> _Document extract_:
--- START ---

Today the sky cleared at last and with the sun coming out soon the temperature rose to 16Âșc . As the rain was once again forecast for the next few days I thought that I must take advantage of the break in the weather and inspect the hives.

When I opened Hv1 I could see that the colony is getting on with things. After much searching I spotted the queen. Although there is plenty of stores I could see no sign of eggs, or grubs. Later on when I called on my bee friends, Jenny and Mike, they suggested that it's too early for this queen to start laying. They advised that I should leave this hive for 2 weeks as the queen may or may not have mated. It did look bigger than when I saw it over a week ago so it might have had its mating flight. Sex is such a complicated thing even for bees.

The new colony in Hv2 is more certain. I found the queen quickly and in the middle frames there are grubs waiting for their next stage of development. I removed the sugar feed and closed up feeling rather pleased even though I am still anxious about Hv1.

Saturday, 1 May 2010

Workers' Collective

We had a thunder storm last night - it's the first bit of rain for over two weeks. The air was cool in the morning and even though the sun was out activity around the hive was very quiet. I spent the morning down at my allotment, digging and weeding, and by the time I returned home in the
early afternoon the temperature had risen so high that both colonies were buzzing.

My neighbour, big Jon, is now referring to both hives as Workers' Collectives and in a manner of speaking he is right. It's a shame that if I were to name them as such the hives would be WC1 and WC2. Think I'll stick to the Hv prefix instead.

I took a quick look at Hv2 first and things were normal. When I looked at Hv1 I was delighted to see one, then several bees bringing in pollen. This is great news! I am posting a photo and a short video in which you can see several bees retuning to Hv1 with pollen. Strangely, they all seem to have the pollen on their left hind legs. If so, I wonder how it would affect their flight.

If the weather is fine I planned to do a hive inspection, although now that I can see both hives are bringing in pollen I feel less anxious about checking. Anyway, it would depend on what the weather will do. We shall see.

How many bees are bringing pollen back to Hv1?

Wednesday, 28 April 2010


General observations of the bees, the comings and goings, activities near the entrance of the hive can tell me a lot about what is going on with the colony.

--- END ---

> _Dataset_:

--- START ---

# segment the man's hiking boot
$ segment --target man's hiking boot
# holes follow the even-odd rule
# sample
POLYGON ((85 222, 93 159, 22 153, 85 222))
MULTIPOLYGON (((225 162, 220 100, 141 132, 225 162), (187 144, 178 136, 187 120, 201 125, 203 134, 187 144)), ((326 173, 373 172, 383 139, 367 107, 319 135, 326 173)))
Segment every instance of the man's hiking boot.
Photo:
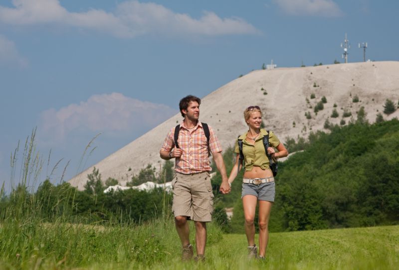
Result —
POLYGON ((205 262, 205 255, 203 254, 199 254, 194 258, 196 263, 203 263, 205 262))
POLYGON ((258 254, 258 248, 256 245, 253 246, 248 246, 248 259, 256 259, 258 254))
POLYGON ((182 260, 183 261, 189 261, 193 258, 194 253, 193 252, 193 246, 191 244, 186 247, 182 248, 182 260))

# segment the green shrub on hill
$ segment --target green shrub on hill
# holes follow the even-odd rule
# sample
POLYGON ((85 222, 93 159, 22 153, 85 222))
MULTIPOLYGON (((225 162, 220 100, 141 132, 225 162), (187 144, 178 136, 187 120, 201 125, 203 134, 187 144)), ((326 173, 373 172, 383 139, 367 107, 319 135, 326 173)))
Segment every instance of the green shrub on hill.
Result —
POLYGON ((279 164, 271 227, 398 224, 399 121, 331 129, 312 134, 303 152, 279 164))

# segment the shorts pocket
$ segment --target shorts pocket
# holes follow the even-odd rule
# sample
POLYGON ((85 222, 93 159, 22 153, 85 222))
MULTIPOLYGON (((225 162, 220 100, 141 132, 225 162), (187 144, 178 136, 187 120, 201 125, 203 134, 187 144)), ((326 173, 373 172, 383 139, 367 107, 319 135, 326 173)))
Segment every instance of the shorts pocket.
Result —
POLYGON ((175 175, 175 177, 173 178, 173 179, 172 180, 172 189, 175 189, 175 185, 176 184, 176 182, 178 181, 178 176, 177 175, 175 175))

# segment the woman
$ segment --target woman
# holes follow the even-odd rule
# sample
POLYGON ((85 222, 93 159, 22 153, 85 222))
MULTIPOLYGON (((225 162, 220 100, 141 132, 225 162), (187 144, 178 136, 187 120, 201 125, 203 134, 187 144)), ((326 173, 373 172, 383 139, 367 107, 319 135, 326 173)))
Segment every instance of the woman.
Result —
MULTIPOLYGON (((242 182, 242 204, 244 207, 245 229, 248 240, 248 258, 256 258, 257 249, 255 245, 255 209, 259 201, 259 259, 264 259, 269 239, 268 224, 270 210, 274 201, 275 184, 273 173, 269 168, 269 158, 263 145, 263 136, 267 132, 260 128, 262 112, 258 106, 250 106, 244 111, 244 117, 249 128, 248 131, 238 138, 242 140, 245 173, 242 182), (259 179, 260 180, 259 180, 259 179)), ((287 149, 274 133, 269 133, 269 144, 272 147, 267 149, 272 159, 286 157, 287 149), (275 152, 274 148, 278 152, 275 152)), ((234 152, 237 153, 235 164, 228 178, 230 183, 240 170, 239 150, 238 140, 234 152)))

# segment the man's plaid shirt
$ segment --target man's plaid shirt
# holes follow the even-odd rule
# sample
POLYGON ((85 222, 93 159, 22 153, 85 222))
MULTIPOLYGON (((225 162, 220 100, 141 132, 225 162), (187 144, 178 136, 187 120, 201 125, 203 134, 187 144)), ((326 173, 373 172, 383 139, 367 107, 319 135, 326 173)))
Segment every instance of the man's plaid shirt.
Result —
MULTIPOLYGON (((210 153, 221 152, 221 147, 217 138, 209 125, 209 148, 210 153)), ((175 127, 172 128, 165 139, 162 151, 170 152, 175 147, 175 127)), ((188 129, 184 125, 184 120, 180 124, 178 143, 183 153, 180 158, 176 159, 176 172, 184 174, 195 174, 210 171, 208 155, 206 137, 199 121, 193 128, 188 129)))

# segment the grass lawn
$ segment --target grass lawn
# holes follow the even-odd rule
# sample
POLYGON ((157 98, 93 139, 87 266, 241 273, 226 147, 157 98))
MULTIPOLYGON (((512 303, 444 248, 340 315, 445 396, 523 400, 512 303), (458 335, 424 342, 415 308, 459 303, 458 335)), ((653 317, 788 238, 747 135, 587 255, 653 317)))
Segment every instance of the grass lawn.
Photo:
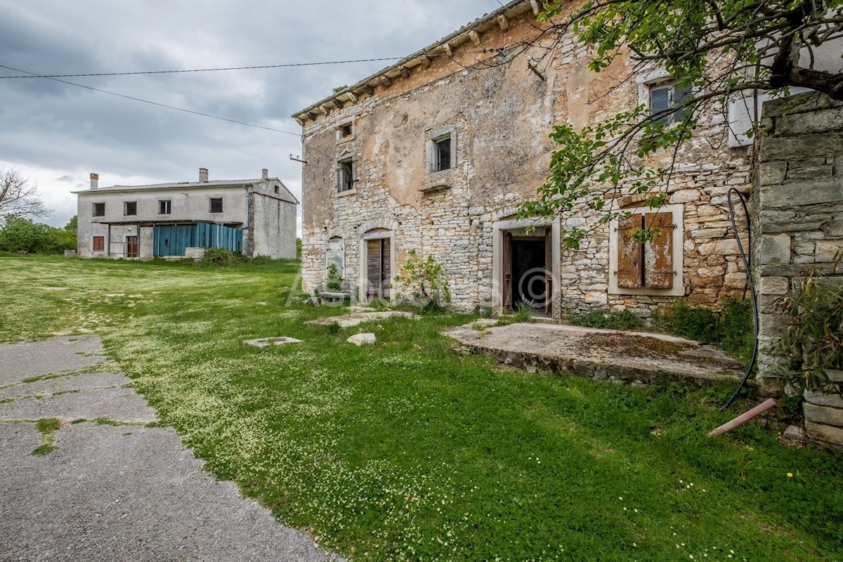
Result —
POLYGON ((98 334, 207 470, 352 560, 843 560, 843 454, 707 438, 733 385, 504 368, 439 335, 467 316, 331 334, 297 268, 0 256, 0 340, 98 334), (241 343, 273 335, 303 343, 241 343))

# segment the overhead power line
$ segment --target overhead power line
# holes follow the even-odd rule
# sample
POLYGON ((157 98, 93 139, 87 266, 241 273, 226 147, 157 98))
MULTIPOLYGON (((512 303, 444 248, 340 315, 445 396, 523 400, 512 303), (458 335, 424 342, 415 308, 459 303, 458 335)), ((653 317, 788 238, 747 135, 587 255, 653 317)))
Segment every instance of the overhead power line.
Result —
POLYGON ((185 110, 182 107, 175 107, 175 105, 168 105, 167 104, 159 104, 157 101, 151 101, 149 99, 143 99, 142 98, 136 98, 131 95, 126 95, 125 94, 118 94, 117 92, 110 92, 109 90, 100 89, 99 88, 94 88, 93 86, 86 86, 84 84, 78 84, 75 82, 68 82, 67 80, 62 80, 51 76, 41 76, 40 74, 36 74, 35 72, 30 72, 26 70, 21 70, 19 68, 13 68, 12 67, 7 67, 5 65, 0 64, 0 68, 6 68, 8 70, 14 71, 15 72, 24 72, 28 74, 27 78, 46 78, 47 80, 52 80, 54 82, 61 82, 63 84, 69 84, 71 86, 77 86, 78 88, 84 88, 85 89, 93 90, 94 92, 100 92, 102 94, 108 94, 110 95, 115 95, 118 98, 125 98, 126 99, 132 99, 133 101, 140 101, 144 104, 149 104, 150 105, 158 105, 158 107, 164 107, 168 110, 175 110, 176 111, 184 111, 185 113, 191 113, 194 115, 200 115, 201 117, 210 117, 211 119, 217 119, 221 121, 228 121, 229 123, 236 123, 238 125, 244 125, 250 127, 255 127, 257 129, 264 129, 265 131, 272 131, 274 132, 284 133, 285 135, 293 135, 293 136, 301 136, 299 133, 290 132, 289 131, 282 131, 280 129, 273 129, 272 127, 265 127, 262 125, 255 125, 254 123, 246 123, 244 121, 239 121, 235 119, 228 119, 227 117, 220 117, 218 115, 212 115, 207 113, 202 113, 201 111, 193 111, 192 110, 185 110))
MULTIPOLYGON (((353 62, 381 62, 384 61, 400 61, 403 56, 386 56, 383 58, 363 58, 353 61, 328 61, 325 62, 291 62, 287 64, 266 64, 255 67, 227 67, 224 68, 191 68, 187 70, 143 70, 133 72, 87 72, 79 74, 37 74, 32 73, 18 76, 0 76, 0 78, 76 78, 86 76, 134 76, 137 74, 181 74, 186 72, 217 72, 228 70, 256 70, 260 68, 291 68, 293 67, 319 67, 329 64, 351 64, 353 62)), ((0 65, 3 67, 3 65, 0 65)), ((8 67, 3 67, 8 68, 8 67)), ((12 69, 10 69, 12 70, 12 69)), ((18 70, 17 72, 24 71, 18 70)))

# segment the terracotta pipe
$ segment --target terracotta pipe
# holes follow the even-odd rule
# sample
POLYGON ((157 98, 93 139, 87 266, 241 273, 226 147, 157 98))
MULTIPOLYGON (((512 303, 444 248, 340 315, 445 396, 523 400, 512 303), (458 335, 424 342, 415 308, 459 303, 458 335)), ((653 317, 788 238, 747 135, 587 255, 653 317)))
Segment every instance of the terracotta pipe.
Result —
POLYGON ((732 421, 725 423, 717 429, 710 431, 708 436, 714 437, 718 435, 728 433, 732 430, 733 430, 734 428, 738 427, 738 426, 743 426, 746 422, 749 421, 749 420, 752 420, 753 418, 760 415, 761 414, 764 414, 767 410, 772 409, 775 407, 776 407, 776 400, 774 400, 773 399, 768 399, 767 400, 765 400, 764 402, 758 404, 749 411, 741 414, 732 421))

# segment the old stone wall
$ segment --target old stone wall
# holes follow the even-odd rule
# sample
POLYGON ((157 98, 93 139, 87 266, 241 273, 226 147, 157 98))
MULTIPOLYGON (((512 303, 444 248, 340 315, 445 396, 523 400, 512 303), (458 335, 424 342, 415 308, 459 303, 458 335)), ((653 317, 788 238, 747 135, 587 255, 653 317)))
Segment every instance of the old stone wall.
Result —
MULTIPOLYGON (((622 59, 593 72, 585 47, 572 34, 544 36, 529 46, 540 33, 537 25, 532 12, 524 12, 506 29, 481 29, 474 38, 477 45, 448 46, 449 56, 432 56, 427 66, 396 71, 353 99, 335 98, 303 120, 305 291, 324 287, 326 246, 333 239, 344 248, 344 289, 359 295, 361 240, 377 225, 379 235, 395 242, 396 267, 410 249, 432 254, 450 279, 458 309, 495 308, 500 292, 496 233, 544 183, 555 149, 548 138, 552 125, 582 127, 630 110, 647 99, 649 82, 665 78, 648 69, 630 78, 632 63, 622 59), (486 54, 478 54, 481 49, 486 54), (544 56, 546 49, 551 56, 544 56), (530 71, 531 60, 543 62, 541 77, 530 71), (341 135, 338 127, 349 124, 352 134, 341 135), (430 174, 426 144, 441 131, 455 136, 456 165, 430 174), (357 178, 354 189, 341 193, 336 167, 345 158, 353 158, 357 178)), ((716 107, 706 110, 697 137, 678 155, 667 190, 668 203, 681 206, 685 225, 679 290, 698 303, 716 306, 744 288, 727 193, 731 187, 751 190, 751 158, 750 147, 728 147, 728 119, 716 107)), ((636 206, 635 201, 617 203, 636 206)), ((561 289, 555 315, 612 307, 646 315, 669 300, 668 292, 609 292, 611 230, 598 226, 597 219, 565 217, 554 231, 561 237, 568 227, 593 229, 579 250, 553 258, 559 262, 555 285, 561 289)), ((561 246, 559 238, 556 244, 561 246)))
MULTIPOLYGON (((767 134, 758 159, 754 269, 760 304, 759 382, 762 392, 773 394, 783 383, 773 345, 790 320, 776 301, 808 268, 843 282, 834 264, 843 249, 843 104, 802 94, 767 102, 762 115, 767 134)), ((830 377, 843 383, 839 371, 830 377)), ((843 399, 822 393, 806 393, 805 399, 808 436, 843 444, 843 399)))

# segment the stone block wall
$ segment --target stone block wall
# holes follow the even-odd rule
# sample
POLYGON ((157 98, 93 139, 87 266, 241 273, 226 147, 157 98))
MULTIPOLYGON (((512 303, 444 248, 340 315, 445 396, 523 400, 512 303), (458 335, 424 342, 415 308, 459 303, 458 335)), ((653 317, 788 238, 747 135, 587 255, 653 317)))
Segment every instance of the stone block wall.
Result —
MULTIPOLYGON (((817 94, 765 104, 755 185, 754 263, 760 305, 759 383, 762 393, 782 388, 783 366, 772 352, 790 317, 776 301, 799 276, 816 269, 835 281, 843 249, 843 104, 817 94)), ((843 383, 843 373, 830 377, 843 383)), ((843 400, 806 393, 808 436, 843 444, 843 400)))

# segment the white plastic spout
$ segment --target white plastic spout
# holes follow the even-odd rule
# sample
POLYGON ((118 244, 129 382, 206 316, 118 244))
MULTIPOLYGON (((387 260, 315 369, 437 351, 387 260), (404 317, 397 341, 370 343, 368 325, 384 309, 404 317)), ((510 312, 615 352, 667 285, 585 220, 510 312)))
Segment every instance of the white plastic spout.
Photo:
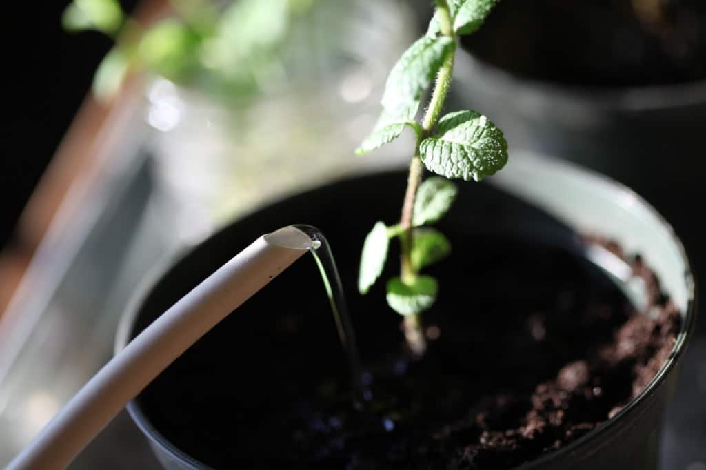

--- END ---

> _Exercise tasks_:
[1] Answer from the beekeeping diary:
(a) Who suggested that it was too early for the queen in Hv1 to start laying?
(b) What did the writer remove from Hv2 before closing it up?
(c) What does the neighbour now call both hives?
[2] List every person named in the beekeeping diary.
The records have nothing to do with the text.

> _Results for each task_:
[1]
(a) Jenny and Mike.
(b) The sugar feed.
(c) Workers' Collectives.

[2] Jenny, Mike, big Jon